- _Exercise prompt_: In the storm story, give the part starting at "I picked up" and ending at "in my teens." again, changing "sirens" to "alarms".

[Start of Passage]

We moved back to Chicago and bought the building where my family lived on the third floor from 1977 until the late 1980s.


We'd begun renovating the building and one evening while tidying up after the builders had gone home, a huge storm of apocalyptic magnitude blew into the neighborhood.


I had just come downstairs to the second floor, whose renovation had already been completed and was serving as our temporary residence until the conversion of the third floor apartment into our family sleeping quarter was finished.


I was sitting on a stepladder in the kitchen talking to my mother on a fixed-line telephone when a massive flash of lightening and near-deafening thunderburst startled me so much that I dropped the telephone's handset onto the kitchen floor.


I picked up the handset and told my mother about the looming storm and hung up the phone.


I walked over to the window and looking up into the sky saw the horrific sight of black storm clouds in the distance and quickly approaching.


Then it started to pour and the thunder and lightning became closer, louder and more frequent.

Soon, I was able to hear the sounds of sirens and had noticed a few buildings on surrounding streets had caught fire, but my view of the buildings closer by was slightly impaired due to trees which had grown taller and fuller than I had remembered from the time I lived in the building in my teens.

[End of Passage]
[Start of Data shown]

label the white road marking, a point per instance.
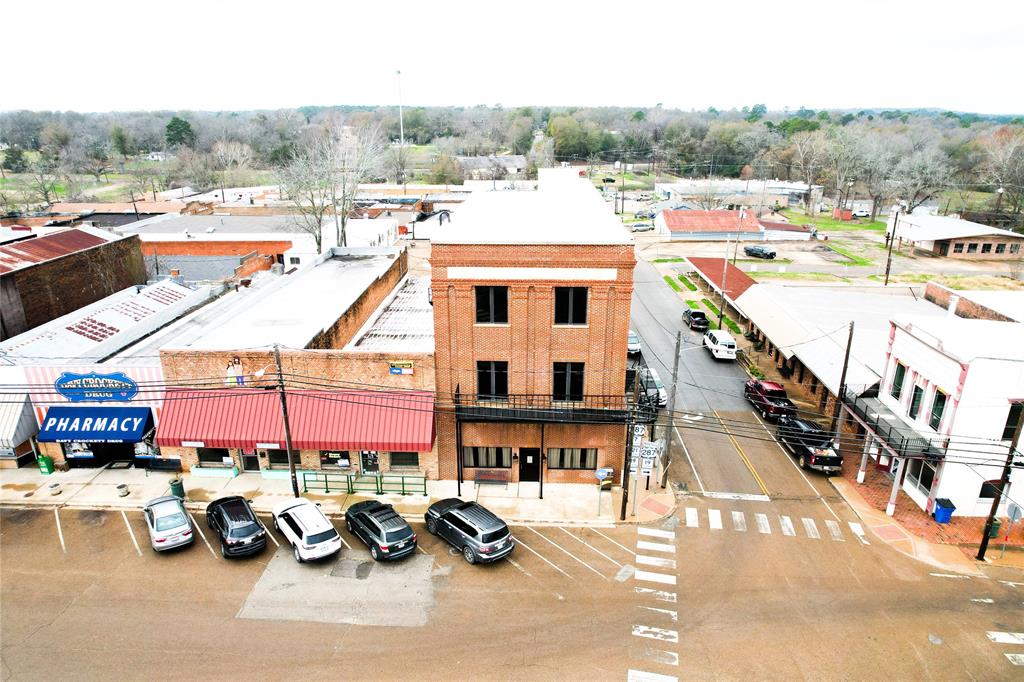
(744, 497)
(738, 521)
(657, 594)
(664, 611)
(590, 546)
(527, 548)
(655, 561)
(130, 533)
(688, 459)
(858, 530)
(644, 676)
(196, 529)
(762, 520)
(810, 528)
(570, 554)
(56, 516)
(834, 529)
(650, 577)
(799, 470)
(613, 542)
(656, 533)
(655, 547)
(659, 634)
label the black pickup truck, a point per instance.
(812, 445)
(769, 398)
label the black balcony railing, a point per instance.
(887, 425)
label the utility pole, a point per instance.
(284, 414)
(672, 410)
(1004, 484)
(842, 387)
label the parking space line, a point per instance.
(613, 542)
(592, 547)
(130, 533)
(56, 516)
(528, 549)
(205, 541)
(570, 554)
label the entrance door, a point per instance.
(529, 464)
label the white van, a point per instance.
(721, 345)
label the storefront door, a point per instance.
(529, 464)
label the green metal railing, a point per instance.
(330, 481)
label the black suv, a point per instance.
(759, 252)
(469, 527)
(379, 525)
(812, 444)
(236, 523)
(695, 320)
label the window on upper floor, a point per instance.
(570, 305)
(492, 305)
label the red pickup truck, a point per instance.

[End of Data shown]
[Start of Data shown]

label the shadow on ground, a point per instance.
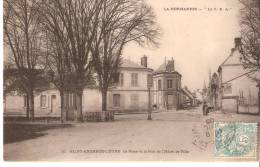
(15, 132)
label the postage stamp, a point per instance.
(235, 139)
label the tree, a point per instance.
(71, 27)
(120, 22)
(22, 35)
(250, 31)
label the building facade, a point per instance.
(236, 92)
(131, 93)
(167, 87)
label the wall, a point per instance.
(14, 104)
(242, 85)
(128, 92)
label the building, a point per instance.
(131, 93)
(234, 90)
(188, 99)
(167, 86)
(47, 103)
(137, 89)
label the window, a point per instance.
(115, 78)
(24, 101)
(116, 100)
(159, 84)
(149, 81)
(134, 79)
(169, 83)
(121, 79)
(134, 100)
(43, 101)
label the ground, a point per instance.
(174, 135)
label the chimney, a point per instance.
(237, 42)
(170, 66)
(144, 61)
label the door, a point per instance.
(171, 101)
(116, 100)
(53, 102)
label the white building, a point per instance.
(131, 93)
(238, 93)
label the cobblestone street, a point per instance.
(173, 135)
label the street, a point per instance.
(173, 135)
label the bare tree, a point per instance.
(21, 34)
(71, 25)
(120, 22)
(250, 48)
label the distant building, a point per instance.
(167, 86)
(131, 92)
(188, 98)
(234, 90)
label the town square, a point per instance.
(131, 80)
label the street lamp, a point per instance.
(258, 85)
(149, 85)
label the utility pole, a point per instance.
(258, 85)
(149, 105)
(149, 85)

[End of Data shown]
[Start of Data shown]

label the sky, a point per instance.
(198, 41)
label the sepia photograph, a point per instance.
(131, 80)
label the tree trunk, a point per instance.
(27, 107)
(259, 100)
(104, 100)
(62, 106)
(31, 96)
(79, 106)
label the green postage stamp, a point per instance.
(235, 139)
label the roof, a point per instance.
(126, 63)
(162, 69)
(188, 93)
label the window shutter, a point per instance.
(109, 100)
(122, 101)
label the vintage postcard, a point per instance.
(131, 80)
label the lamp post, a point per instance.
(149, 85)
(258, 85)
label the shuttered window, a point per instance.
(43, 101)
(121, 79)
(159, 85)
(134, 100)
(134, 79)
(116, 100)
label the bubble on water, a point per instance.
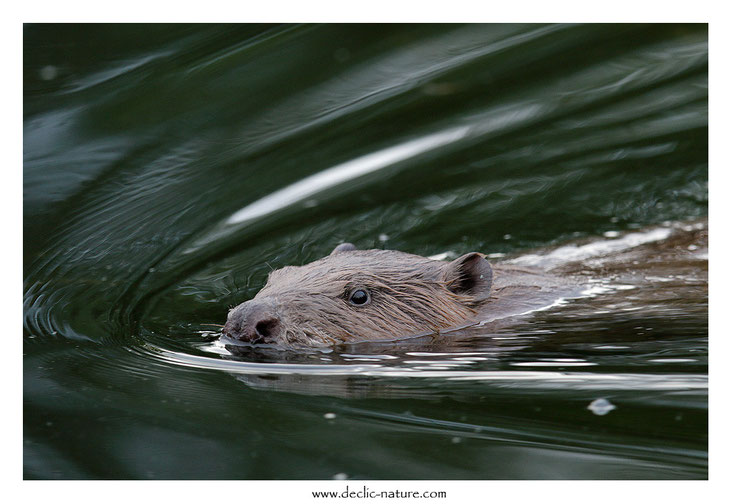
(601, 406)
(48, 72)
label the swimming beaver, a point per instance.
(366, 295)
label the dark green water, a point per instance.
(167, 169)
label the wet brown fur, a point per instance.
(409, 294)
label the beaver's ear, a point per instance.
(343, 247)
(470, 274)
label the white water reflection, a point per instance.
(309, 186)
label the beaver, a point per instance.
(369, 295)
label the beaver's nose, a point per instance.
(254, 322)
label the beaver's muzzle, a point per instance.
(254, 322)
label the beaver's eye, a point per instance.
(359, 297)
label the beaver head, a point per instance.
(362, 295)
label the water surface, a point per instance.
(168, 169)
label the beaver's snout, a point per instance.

[End of Data shown]

- _Correct result_:
I picked up the handset and told my mother about the looming storm and hung up the phone.


I walked over to the window and looking up into the sky saw the horrific sight of black storm clouds in the distance and quickly approaching.


Then it started to pour and the thunder and lightning became closer, louder and more frequent.

Soon, I was able to hear the sounds of alarms and had noticed a few buildings on surrounding streets had caught fire, but my view of the buildings closer by was slightly impaired due to trees which had grown taller and fuller than I had remembered from the time I lived in the building in my teens.